* _Aim of the task_: Your answer must repeat all of the entries word for word, without any images.

────

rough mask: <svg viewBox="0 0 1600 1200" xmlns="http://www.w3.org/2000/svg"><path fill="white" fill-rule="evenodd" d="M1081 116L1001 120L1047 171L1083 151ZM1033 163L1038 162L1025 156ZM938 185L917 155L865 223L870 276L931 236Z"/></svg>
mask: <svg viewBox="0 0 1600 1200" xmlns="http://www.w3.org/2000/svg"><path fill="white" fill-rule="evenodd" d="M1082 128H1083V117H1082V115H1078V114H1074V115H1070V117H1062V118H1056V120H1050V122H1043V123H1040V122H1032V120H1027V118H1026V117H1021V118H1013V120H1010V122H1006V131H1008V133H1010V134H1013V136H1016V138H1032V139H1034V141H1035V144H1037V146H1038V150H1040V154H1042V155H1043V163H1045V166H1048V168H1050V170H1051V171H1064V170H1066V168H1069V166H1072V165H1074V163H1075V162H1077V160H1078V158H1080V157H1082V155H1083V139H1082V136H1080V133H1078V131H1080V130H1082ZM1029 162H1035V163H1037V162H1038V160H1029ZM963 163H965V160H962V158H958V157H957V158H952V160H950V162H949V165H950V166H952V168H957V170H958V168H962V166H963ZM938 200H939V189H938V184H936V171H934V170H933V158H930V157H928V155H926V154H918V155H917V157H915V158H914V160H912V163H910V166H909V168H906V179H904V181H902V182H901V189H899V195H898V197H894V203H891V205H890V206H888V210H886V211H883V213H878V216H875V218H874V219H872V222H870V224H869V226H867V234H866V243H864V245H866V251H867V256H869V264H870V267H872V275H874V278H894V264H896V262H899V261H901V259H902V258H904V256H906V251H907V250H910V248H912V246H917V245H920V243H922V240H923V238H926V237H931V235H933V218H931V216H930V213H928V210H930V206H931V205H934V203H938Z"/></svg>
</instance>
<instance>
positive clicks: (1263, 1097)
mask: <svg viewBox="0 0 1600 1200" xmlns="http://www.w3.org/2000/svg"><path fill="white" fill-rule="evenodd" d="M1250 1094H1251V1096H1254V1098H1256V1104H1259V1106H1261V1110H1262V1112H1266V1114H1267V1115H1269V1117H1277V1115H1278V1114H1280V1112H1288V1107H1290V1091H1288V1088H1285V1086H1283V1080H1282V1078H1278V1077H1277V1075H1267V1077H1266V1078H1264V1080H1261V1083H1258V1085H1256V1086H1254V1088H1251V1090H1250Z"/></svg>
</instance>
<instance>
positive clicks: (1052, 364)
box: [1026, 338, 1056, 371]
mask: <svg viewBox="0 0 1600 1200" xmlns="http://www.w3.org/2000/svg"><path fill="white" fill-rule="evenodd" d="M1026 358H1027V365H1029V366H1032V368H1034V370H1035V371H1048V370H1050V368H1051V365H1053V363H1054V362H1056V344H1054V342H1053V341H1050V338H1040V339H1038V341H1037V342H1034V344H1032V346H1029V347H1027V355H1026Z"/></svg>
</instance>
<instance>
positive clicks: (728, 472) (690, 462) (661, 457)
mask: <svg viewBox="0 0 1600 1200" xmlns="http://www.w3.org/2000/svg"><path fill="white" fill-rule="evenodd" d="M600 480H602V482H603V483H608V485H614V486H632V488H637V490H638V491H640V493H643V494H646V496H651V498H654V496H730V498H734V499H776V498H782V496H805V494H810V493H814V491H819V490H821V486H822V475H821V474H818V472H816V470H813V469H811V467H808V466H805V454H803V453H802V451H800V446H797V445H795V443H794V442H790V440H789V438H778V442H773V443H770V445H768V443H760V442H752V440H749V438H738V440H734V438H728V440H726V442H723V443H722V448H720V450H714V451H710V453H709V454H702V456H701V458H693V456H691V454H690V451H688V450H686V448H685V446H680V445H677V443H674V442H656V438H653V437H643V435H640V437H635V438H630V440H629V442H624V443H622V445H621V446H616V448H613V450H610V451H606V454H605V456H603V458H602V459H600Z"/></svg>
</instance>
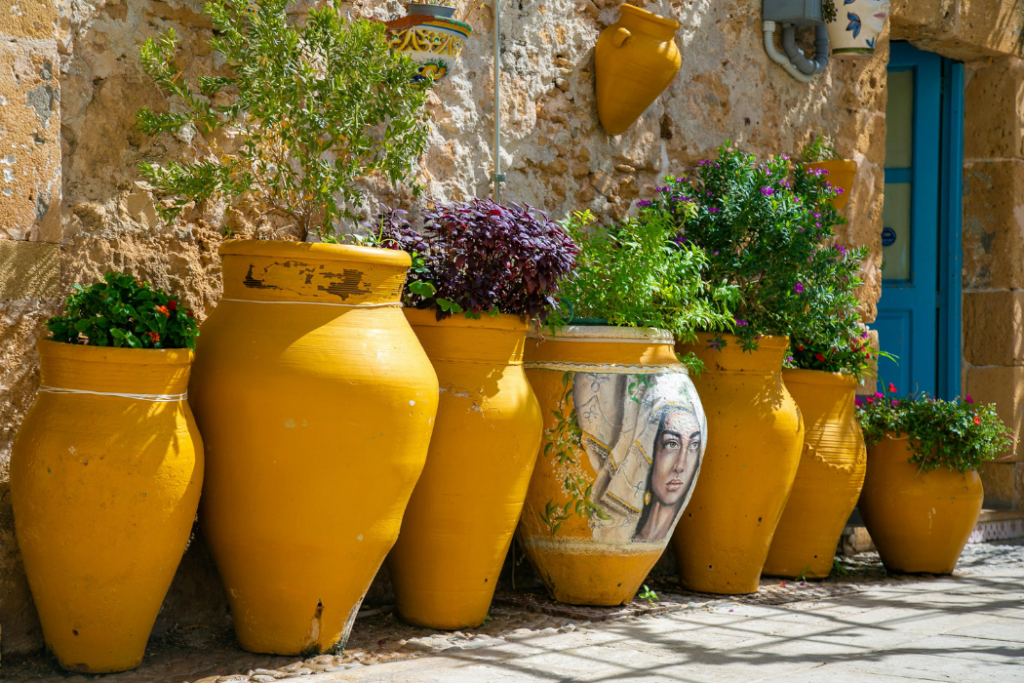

────

* _Task response_:
rough mask: <svg viewBox="0 0 1600 1200" xmlns="http://www.w3.org/2000/svg"><path fill="white" fill-rule="evenodd" d="M1081 116L1001 120L1047 171L1083 151ZM1033 163L1038 162L1025 156ZM938 185L917 155L865 223L870 276L931 236Z"/></svg>
mask: <svg viewBox="0 0 1600 1200" xmlns="http://www.w3.org/2000/svg"><path fill="white" fill-rule="evenodd" d="M1082 128H1083V117H1082V115H1078V114H1074V115H1070V117H1062V118H1056V120H1050V122H1043V123H1040V122H1032V120H1027V118H1026V117H1021V118H1013V120H1010V122H1006V131H1008V133H1010V134H1013V136H1016V138H1032V139H1034V141H1035V144H1037V146H1038V150H1040V154H1042V155H1043V163H1045V166H1048V168H1050V170H1051V171H1064V170H1066V168H1069V166H1072V165H1074V163H1075V162H1077V160H1078V158H1080V157H1082V155H1083V139H1082V136H1080V133H1078V131H1080V130H1082ZM1029 162H1035V163H1037V162H1038V160H1029ZM963 163H965V160H962V158H958V157H957V158H952V160H950V162H949V165H950V166H952V168H957V170H958V168H962V166H963ZM938 200H939V189H938V184H936V171H934V170H933V158H930V157H928V155H926V154H918V155H917V157H915V158H914V160H912V163H910V166H909V168H906V179H904V181H902V182H901V189H899V195H898V197H894V203H891V205H890V206H888V210H886V211H883V213H878V216H875V218H874V219H872V222H870V224H869V226H867V234H866V243H864V245H866V251H867V256H869V264H870V267H872V275H874V278H894V264H896V262H899V261H901V259H902V258H904V256H906V251H907V250H910V248H912V246H917V245H920V243H922V240H923V238H926V237H931V235H933V218H931V216H930V213H928V210H930V206H931V205H934V203H938Z"/></svg>
</instance>
<instance>
positive clicks: (1263, 1097)
mask: <svg viewBox="0 0 1600 1200" xmlns="http://www.w3.org/2000/svg"><path fill="white" fill-rule="evenodd" d="M1250 1094H1251V1096H1254V1098H1256V1104H1259V1106H1261V1110H1262V1112H1266V1114H1267V1115H1269V1117H1277V1115H1278V1114H1280V1112H1288V1107H1290V1091H1288V1088H1285V1086H1283V1080H1282V1078H1278V1077H1277V1075H1267V1077H1266V1078H1264V1080H1261V1083H1258V1085H1256V1086H1254V1088H1251V1090H1250Z"/></svg>
</instance>
<instance>
positive clicks: (1052, 364)
box: [1026, 338, 1056, 371]
mask: <svg viewBox="0 0 1600 1200" xmlns="http://www.w3.org/2000/svg"><path fill="white" fill-rule="evenodd" d="M1026 358H1027V365H1029V366H1032V368H1034V370H1035V371H1048V370H1050V368H1051V365H1053V363H1054V362H1056V344H1054V342H1053V341H1050V338H1040V339H1038V341H1037V342H1034V344H1032V346H1029V347H1027V355H1026Z"/></svg>
</instance>
<instance>
positive clicks: (728, 472) (690, 462) (661, 457)
mask: <svg viewBox="0 0 1600 1200" xmlns="http://www.w3.org/2000/svg"><path fill="white" fill-rule="evenodd" d="M600 480H602V482H603V483H608V485H614V486H632V488H637V490H638V491H640V493H643V494H646V496H651V498H654V496H730V498H734V499H776V498H782V496H805V494H810V493H814V491H819V490H821V486H822V475H821V474H818V472H816V470H813V469H811V467H808V466H805V454H803V453H802V451H800V446H797V445H795V443H794V442H790V440H789V438H778V442H773V443H770V445H768V443H760V442H752V440H749V438H738V440H734V438H728V440H726V442H723V443H722V448H720V450H714V451H710V453H709V454H702V456H701V458H693V456H691V454H690V451H688V450H686V448H685V446H680V445H677V443H674V442H656V438H653V437H643V435H640V437H635V438H630V440H629V442H624V443H622V445H621V446H616V448H613V450H610V451H606V454H605V456H603V458H602V459H600Z"/></svg>
</instance>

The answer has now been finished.